Task directions » Restate the lines exactly, starting at the line that contains "on the glass" and finishing with the final line of the records.

Stored data entries »
::::::

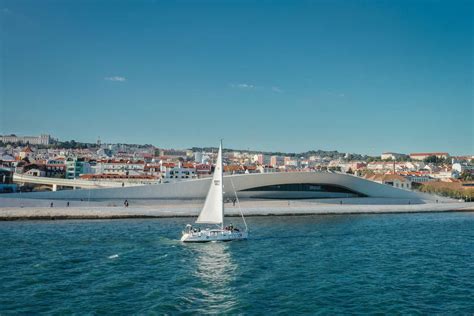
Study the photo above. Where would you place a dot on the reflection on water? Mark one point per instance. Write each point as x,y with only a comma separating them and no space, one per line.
216,270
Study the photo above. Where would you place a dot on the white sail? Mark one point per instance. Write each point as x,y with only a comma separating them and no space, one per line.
213,210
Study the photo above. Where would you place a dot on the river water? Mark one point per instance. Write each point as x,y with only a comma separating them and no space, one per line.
384,263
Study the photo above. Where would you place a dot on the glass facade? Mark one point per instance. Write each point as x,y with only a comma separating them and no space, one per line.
305,187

::::::

Solution for this exercise »
Study the photo above. Where would you place a dot on the glass facade? Mark one point per instance. Write each point as x,y with only a comma separating them and no space, one per line.
305,187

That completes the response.